◆ **Stated goal 1**: Retype the post about Python math word for word, starting with "On 2/26/2012 7:24" and going on through "1/3 would be.".
◆ **Stated goal 2**: Put this sentence from the post about Python math into Spanish: "The more binary digits you use for your numbers, the smaller those errors will be."
◆ **Stated goal 3**: Proceed with the post about Python math from where it stops.

Python math is off by .000000000000045

Terry Reedy tjreedy at udel.edu
Mon Feb 27 02:30:02 CET 2012


On 2/26/2012 7:24 PM, John Ladasky wrote:

 > I always found it helpful to ask someone who is confused by this issue
 > to imagine what the binary representation of the number 1/3 would be.
 >
 > 0.011 to three binary digits of precision:
 > 0.0101 to four:
 > 0.01011 to five:
 > 0.010101 to six:
 > 0.0101011 to seven:
 > 0.01010101 to eight:
 >
 > And so on, forever.  So, what if you want to do some calculator-style
 > math with the number 1/3, that will not require an INFINITE amount of
 > time?  You have to round.  Rounding introduces errors.  The more
 > binary digits you use for your numbers, the smaller those errors will
 > be.  But those errors can NEVER reach zero in finite computational
 > time.

Ditto for 1/3 in decimal.
...
0.33333333 to eitht

> If ALL the numbers you are using in your computations are rational
> numbers, you can use Python's rational and/or decimal modules to get
> error-free results.

Position annotation records
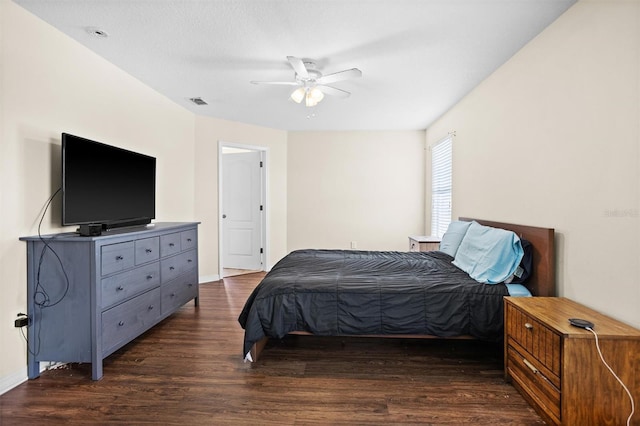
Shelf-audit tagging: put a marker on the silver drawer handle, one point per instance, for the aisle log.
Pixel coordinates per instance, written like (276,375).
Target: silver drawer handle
(531,366)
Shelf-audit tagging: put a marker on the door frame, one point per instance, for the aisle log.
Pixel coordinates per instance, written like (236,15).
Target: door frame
(264,231)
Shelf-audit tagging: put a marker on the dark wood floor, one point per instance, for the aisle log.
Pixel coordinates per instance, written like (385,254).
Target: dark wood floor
(189,370)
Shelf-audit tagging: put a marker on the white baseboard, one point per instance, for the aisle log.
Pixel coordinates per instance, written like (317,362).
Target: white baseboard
(16,379)
(208,278)
(12,380)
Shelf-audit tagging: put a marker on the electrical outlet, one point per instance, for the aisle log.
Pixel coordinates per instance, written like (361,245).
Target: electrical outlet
(21,321)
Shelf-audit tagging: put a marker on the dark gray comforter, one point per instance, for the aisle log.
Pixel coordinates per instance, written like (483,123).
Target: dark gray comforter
(343,292)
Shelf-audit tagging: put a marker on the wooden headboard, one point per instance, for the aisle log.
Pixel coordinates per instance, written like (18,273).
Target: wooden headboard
(543,280)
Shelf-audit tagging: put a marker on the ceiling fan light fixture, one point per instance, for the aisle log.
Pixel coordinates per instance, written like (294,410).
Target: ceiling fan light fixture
(298,95)
(314,96)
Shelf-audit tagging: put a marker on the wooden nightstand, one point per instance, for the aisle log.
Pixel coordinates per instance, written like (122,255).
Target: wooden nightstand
(556,366)
(424,243)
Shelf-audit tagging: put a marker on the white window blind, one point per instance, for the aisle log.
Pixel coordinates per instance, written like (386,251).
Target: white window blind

◆ **Exercise response 1**:
On 2/26/2012 7:24 PM, John Ladasky wrote:

 > I always found it helpful to ask someone who is confused by this issue
 > to imagine what the binary representation of the number 1/3 would be.

◆ **Exercise response 2**: Cuantos más dígitos binarios uses para tus números, menores serán esos errores.

◆ **Exercise response 3**:
Decimal floats are about as error prone as binary floats. One can only 
exact represent a subset of rationals of the form n / (2**j * 5**k). For 
a fixed number of bits of storage, they are 'lumpier'. For any fixed 
precision, the arithmetic issues are the same.

The decimal module decimals have three advantages (sometimes) over floats.

1. Variable precision - but there are multiple-precision floats also 
available outside the stdlib.

2. They better imitate calculators - but that is irrelevant or a minus 
for scientific calculation.

3. They better follow accounting rules for financial calculation, 
including a multiplicity of rounding rules. Some of these are laws that 
*must* be followed to avoid nasty consequences. This is the main reason 
for being in the stdlib.

 > Learning to use them is a bit of a specialty.

Definitely true.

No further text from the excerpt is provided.